## What to do
Count the lines in the data below that contain the string "shell", matching case exactly, and give only that number.

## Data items

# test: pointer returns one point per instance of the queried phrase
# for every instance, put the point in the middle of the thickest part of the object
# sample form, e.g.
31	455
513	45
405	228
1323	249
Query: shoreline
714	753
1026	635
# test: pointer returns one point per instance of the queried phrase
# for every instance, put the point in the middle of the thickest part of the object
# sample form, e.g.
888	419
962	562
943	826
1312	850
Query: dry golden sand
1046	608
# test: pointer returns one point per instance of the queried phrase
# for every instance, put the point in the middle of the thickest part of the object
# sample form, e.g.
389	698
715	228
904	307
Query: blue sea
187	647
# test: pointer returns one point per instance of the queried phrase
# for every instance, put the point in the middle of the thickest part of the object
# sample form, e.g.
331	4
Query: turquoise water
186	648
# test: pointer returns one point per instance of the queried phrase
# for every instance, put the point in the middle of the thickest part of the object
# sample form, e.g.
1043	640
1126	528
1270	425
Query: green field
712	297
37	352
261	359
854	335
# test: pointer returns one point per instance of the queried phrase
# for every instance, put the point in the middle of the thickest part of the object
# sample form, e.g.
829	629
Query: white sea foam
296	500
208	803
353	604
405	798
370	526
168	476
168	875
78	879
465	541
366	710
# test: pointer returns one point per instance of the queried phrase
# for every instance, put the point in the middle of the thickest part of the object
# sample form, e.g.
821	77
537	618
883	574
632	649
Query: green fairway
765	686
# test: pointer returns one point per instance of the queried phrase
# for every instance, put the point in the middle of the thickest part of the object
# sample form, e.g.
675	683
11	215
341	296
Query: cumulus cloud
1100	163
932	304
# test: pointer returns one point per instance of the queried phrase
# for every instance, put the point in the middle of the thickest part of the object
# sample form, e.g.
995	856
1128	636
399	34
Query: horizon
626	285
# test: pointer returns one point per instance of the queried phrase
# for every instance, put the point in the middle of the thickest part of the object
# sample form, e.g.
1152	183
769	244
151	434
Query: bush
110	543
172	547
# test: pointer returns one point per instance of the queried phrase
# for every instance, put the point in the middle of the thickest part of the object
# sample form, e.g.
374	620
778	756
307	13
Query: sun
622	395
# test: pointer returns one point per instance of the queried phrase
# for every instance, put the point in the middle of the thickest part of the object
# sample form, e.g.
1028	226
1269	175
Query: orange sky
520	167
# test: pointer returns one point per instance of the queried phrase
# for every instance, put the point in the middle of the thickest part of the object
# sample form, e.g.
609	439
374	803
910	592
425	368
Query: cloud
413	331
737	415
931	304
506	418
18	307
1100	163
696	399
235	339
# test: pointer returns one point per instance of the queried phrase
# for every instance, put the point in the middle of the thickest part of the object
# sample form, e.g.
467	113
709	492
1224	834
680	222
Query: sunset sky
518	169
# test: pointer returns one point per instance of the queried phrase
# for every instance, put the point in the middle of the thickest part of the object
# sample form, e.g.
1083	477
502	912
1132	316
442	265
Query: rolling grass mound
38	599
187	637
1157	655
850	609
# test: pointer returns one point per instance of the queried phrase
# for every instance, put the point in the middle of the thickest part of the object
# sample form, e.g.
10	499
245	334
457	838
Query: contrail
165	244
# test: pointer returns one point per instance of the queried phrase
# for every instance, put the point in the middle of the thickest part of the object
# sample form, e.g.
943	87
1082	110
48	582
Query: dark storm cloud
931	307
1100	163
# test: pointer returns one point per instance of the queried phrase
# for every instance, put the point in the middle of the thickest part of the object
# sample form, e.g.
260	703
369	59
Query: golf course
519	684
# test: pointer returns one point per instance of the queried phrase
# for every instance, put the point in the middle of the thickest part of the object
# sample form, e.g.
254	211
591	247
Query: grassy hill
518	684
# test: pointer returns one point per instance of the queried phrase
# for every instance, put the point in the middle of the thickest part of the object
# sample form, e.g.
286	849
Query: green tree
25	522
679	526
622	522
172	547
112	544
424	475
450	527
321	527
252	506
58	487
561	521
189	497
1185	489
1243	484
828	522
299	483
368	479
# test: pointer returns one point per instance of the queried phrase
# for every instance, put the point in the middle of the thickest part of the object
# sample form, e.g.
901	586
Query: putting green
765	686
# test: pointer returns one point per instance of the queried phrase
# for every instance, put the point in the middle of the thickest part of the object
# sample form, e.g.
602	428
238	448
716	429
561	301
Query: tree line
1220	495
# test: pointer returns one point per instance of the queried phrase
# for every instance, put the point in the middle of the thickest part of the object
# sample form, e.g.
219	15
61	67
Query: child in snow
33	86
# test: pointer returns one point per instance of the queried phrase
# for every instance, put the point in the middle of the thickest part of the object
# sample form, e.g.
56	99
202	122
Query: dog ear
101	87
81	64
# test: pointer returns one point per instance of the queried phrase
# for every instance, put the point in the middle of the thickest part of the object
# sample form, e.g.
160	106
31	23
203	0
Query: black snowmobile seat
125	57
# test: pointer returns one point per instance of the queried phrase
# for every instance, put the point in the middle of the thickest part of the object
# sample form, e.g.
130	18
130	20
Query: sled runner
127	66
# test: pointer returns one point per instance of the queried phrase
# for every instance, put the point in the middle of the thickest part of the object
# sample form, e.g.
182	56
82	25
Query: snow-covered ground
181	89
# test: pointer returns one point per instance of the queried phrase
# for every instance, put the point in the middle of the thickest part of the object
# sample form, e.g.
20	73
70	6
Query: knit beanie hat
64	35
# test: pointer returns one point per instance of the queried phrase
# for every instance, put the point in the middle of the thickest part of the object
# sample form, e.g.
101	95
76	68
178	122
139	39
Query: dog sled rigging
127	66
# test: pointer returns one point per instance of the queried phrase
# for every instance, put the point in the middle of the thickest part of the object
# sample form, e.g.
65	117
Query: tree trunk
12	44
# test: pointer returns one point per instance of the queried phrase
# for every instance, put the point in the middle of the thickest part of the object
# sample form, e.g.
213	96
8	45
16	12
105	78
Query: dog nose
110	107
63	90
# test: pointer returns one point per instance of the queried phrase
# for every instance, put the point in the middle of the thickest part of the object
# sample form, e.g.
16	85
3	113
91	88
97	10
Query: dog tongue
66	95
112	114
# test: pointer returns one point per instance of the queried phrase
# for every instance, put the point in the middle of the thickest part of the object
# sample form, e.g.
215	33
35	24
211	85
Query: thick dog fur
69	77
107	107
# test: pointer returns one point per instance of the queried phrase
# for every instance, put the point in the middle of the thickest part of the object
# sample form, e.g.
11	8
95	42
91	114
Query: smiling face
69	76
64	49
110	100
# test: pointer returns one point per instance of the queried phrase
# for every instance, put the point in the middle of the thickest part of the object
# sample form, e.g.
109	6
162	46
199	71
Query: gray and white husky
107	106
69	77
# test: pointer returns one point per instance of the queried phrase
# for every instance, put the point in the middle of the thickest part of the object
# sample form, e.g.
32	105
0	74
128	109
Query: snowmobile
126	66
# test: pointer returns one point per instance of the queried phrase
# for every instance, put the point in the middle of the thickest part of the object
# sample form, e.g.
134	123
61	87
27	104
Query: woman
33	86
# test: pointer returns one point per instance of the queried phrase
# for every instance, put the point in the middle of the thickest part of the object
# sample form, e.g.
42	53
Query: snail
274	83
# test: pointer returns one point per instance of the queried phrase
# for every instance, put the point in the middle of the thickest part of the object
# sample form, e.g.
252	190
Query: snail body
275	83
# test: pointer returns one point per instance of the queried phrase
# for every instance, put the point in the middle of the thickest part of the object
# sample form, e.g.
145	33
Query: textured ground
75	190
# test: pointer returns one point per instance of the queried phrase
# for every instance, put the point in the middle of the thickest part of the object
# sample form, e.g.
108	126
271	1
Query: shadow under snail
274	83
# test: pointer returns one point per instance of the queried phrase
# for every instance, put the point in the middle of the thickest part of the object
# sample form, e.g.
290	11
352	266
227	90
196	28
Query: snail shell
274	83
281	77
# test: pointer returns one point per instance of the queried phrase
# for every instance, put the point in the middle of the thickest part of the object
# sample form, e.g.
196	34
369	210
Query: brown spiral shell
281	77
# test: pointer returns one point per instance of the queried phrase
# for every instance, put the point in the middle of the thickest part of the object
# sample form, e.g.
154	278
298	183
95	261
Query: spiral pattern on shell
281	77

## Solution
3